• **Job**: Scale the listing from the line with "Identify all instances of chain-link" through the line with "[321,138,327,184]", both included. Repeat every line, requests too, and multiply each bounding-box coordinate by 2.55, rounding to whole numbers with halves rounded up.

— START OF Data section —

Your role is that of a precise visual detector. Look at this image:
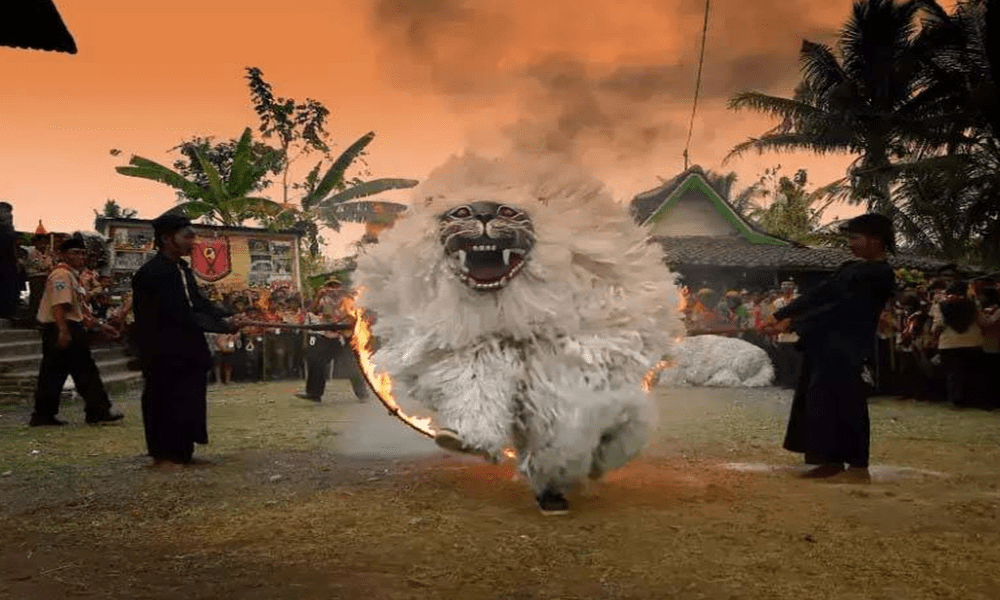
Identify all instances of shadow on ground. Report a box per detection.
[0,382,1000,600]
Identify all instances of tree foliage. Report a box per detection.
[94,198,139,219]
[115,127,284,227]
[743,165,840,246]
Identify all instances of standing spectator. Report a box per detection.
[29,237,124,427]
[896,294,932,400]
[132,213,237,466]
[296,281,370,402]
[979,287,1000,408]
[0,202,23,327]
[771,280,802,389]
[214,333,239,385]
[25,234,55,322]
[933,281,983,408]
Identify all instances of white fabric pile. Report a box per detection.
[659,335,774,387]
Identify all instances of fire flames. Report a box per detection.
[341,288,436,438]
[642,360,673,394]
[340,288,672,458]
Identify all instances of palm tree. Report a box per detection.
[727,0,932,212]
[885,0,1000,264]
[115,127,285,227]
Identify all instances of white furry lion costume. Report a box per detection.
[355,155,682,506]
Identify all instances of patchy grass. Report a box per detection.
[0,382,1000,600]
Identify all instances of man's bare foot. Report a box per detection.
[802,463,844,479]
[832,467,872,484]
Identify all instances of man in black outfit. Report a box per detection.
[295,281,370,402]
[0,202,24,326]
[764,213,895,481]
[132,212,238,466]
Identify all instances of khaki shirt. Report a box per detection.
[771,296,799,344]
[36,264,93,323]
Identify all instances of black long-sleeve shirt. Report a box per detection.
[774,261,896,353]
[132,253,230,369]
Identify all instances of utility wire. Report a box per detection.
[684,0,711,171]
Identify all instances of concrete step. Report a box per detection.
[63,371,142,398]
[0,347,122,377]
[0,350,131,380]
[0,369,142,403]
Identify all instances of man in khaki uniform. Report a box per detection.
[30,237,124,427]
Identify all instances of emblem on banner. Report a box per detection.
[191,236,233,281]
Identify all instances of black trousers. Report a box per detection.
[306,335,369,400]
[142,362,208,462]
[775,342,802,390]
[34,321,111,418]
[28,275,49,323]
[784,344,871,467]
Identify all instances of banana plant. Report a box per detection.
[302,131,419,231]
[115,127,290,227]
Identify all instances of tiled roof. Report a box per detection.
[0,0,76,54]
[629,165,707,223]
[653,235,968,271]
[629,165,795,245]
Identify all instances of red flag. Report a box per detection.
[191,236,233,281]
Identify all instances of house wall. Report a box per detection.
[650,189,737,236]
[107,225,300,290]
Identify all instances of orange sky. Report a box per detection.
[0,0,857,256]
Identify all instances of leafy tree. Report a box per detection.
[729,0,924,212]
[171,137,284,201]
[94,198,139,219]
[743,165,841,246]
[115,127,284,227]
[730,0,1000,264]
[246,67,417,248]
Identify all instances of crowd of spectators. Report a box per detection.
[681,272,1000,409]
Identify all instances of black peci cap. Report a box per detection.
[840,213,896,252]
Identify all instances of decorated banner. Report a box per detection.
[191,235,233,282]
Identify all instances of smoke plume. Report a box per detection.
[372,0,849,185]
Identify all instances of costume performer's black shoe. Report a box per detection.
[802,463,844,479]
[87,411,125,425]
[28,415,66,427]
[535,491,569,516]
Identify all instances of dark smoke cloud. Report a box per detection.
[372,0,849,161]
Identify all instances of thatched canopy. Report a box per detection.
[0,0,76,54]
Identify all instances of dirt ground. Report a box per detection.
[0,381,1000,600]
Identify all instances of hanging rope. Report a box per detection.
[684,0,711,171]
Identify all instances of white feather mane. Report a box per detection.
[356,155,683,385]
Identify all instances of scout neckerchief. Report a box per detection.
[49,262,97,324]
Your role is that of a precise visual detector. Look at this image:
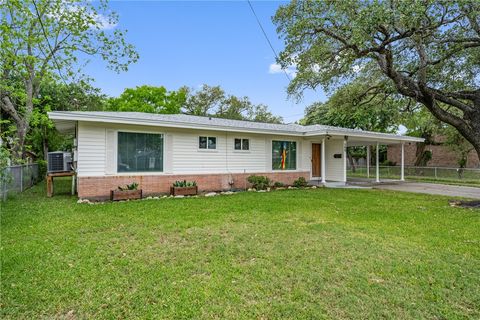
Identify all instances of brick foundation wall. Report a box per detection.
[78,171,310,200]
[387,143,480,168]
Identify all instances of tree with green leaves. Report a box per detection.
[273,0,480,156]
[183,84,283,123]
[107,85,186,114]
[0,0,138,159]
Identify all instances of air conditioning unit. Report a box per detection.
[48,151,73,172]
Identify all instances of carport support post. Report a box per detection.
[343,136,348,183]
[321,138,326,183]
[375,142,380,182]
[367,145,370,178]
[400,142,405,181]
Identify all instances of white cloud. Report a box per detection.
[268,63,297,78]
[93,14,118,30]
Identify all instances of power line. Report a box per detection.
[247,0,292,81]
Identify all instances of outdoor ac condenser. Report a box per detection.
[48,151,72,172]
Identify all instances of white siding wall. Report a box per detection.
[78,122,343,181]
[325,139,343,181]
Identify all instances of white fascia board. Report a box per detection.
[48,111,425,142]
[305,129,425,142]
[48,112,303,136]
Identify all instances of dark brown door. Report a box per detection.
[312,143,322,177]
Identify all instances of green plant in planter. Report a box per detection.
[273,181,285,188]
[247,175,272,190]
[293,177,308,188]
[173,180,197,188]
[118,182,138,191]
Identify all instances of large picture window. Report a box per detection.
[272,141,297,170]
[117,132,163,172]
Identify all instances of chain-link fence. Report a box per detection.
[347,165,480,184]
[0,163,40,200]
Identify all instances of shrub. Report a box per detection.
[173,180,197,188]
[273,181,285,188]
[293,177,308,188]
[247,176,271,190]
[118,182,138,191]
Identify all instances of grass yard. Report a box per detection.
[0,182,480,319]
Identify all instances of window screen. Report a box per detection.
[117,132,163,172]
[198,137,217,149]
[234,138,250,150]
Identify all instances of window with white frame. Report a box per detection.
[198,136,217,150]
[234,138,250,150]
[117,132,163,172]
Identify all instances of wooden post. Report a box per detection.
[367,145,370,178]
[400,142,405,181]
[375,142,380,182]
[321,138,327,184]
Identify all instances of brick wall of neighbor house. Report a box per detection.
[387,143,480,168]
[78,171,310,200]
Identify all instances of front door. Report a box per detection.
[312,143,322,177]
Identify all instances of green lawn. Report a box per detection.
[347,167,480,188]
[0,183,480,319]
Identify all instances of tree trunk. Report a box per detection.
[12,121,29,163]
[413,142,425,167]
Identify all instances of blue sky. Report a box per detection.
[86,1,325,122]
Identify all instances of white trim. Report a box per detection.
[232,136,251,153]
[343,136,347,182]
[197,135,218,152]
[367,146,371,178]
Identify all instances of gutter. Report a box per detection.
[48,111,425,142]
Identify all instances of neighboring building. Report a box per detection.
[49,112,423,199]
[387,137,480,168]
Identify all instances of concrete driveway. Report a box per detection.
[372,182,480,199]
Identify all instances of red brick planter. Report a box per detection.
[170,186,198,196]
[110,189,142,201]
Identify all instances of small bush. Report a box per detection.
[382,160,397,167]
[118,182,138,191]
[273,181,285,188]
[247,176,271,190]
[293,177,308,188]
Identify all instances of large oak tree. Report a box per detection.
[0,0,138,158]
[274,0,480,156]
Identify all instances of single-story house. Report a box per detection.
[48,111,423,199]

— END OF Data section —

• **Result**:
Identify all instances of chain-link fence. Report a box per detection.
[885,421,1224,469]
[0,416,102,510]
Identify all instances of shrub. Report a box per detection.
[441,459,502,479]
[696,462,727,479]
[747,451,785,479]
[630,449,691,485]
[301,464,352,487]
Identify all instances of grass yard. Report a box per detection.
[0,464,1224,813]
Identify all instances of window screen. Report a box per detection.
[298,337,416,439]
[505,349,553,380]
[597,352,638,383]
Identify all instances of window with white frame. Report a box per detection.
[505,347,553,383]
[597,352,638,383]
[298,337,416,439]
Identify all instances of wooden post. Report a box per detection.
[936,370,944,454]
[1020,362,1033,462]
[956,362,969,464]
[819,352,834,469]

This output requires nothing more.